- _Stated task 1_:
Please explain, using the mailing-list post below, why Sebastian Berg favors keeping "order" for reshape while renaming the copy keyword to "layout".

[Numpy-discussion] Raveling, reshape order keyword unnecessarily confuses index and memory ordering

Matthew Brett matthew.brett at gmail.com
Fri Apr 5 15:21:54 EDT 2013


Hi,

On Fri, Apr 5, 2013 at 3:09 PM, Ralf Gommers <ralf.gommers at gmail.com> wrote:
>
>
>
> On Fri, Apr 5, 2013 at 5:13 PM, Matthew Brett <matthew.brett at gmail.com>
> wrote:
>>
>> Hi,
>>
>> On Fri, Apr 5, 2013 at 2:20 AM, Sebastian Berg
>> <sebastian at sipsolutions.net> wrote:
>> > Hey
>> >
>> > On Thu, 2013-04-04 at 14:20 -0700, Matthew Brett wrote:
>> >> Hi,
>> >>
>> >> On Tue, Apr 2, 2013 at 4:32 AM, Nathaniel Smith <njs at pobox.com> wrote:
>> >> <snip>
>> >> > Maybe we should go through and rename "order" to something more
>> >> > descriptive
>> >> > in each case, so we'd have
>> >> >   a.reshape(..., index_order="C")
>> >> >   a.copy(memory_order="F")
>> >> > etc.?
>> >>
>> >> I'd like to propose this instead:
>> >>
>> >> a.reshape(..., order="C")
>> >> a.copy(layout="F")
>> >>
>> >
>> > I actually like this, makes the point clearer that it has to do with
>> > memory layout and implies contiguity, plus it is short and from the
>> > numpy perspective copy, etc. are the ones that add additional info to
>> > "order" and not reshape (because IMO memory order is something new users
>> > should not worry about at first). A and K orders will still have their
>> > quirks with np.array and copy=True/False, but for many functions they
>> > are esoteric anyway.

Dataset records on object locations

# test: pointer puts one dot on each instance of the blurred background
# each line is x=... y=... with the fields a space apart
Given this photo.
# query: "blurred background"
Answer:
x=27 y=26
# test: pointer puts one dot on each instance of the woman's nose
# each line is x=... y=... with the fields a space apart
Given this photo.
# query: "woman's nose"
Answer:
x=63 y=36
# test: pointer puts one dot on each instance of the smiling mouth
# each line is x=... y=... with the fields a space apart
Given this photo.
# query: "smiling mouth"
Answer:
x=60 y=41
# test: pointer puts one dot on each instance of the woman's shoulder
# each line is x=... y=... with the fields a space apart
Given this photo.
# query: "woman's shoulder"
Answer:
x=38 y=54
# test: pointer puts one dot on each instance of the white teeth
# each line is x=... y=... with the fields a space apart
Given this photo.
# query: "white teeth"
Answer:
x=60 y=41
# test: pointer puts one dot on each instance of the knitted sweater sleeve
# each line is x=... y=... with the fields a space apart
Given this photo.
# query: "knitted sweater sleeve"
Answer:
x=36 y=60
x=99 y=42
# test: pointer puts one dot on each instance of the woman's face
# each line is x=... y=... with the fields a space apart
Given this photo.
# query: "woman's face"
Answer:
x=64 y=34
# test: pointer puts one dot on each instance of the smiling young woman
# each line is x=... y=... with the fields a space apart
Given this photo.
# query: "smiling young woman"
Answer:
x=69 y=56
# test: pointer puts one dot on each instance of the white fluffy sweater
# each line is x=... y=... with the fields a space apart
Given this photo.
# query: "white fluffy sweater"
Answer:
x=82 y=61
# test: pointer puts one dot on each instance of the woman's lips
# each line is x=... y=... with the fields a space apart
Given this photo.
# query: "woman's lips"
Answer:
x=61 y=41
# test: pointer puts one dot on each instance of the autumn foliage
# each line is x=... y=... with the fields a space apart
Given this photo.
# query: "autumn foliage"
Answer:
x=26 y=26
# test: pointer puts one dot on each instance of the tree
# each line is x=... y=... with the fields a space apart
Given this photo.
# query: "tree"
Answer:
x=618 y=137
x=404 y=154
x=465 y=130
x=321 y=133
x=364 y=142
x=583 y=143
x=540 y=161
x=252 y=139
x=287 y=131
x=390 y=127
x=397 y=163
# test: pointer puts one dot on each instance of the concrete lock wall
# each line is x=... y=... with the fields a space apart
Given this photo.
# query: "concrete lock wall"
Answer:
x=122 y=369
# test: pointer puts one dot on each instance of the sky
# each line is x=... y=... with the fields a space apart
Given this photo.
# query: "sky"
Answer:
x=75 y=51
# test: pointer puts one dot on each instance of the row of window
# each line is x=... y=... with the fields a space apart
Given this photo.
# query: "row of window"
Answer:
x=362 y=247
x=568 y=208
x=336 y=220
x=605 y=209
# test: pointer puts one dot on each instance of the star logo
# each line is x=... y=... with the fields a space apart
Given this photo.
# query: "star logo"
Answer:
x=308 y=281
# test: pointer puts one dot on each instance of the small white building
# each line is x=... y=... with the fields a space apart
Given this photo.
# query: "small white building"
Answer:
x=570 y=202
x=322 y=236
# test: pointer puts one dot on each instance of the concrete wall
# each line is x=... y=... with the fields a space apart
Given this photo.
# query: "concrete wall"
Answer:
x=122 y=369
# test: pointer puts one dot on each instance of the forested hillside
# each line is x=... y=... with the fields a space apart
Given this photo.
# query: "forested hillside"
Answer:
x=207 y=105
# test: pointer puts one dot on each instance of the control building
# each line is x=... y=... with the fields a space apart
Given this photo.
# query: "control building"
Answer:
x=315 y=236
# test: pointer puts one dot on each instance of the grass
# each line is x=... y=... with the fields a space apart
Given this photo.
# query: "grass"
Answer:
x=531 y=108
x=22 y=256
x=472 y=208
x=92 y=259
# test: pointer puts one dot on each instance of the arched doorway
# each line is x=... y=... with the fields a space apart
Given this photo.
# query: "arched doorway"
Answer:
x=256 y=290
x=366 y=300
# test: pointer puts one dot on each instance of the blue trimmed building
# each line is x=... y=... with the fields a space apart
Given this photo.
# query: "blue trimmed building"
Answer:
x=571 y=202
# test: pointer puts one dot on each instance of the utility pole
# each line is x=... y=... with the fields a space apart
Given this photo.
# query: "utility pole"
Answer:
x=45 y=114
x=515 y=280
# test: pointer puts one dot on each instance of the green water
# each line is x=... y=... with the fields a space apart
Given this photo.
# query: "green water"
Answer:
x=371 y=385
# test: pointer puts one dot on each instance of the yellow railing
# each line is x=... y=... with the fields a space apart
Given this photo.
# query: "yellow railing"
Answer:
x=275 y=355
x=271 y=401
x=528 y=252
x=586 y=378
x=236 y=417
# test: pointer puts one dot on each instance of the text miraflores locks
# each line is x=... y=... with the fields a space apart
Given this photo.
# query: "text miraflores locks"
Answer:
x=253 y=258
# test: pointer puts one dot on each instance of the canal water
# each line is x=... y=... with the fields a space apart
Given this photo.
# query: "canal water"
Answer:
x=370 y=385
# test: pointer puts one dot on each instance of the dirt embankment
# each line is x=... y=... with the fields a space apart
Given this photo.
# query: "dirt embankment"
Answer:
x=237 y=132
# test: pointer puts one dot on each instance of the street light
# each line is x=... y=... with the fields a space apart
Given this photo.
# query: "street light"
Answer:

- _Stated task 2_:
Collect every line of the entries that contains the word "green".

- _Worked answer 1_:
He says "layout" makes it clearer that the keyword concerns memory layout and implies contiguity, and it is short. He also holds that, from numpy's perspective, copy and similar functions are the ones that add extra meaning to "order", not reshape, because memory order is something new users should not have to worry about at first.

- _Worked answer 2_:
# test: pointer puts one dot on each instance of the green water
# query: "green water"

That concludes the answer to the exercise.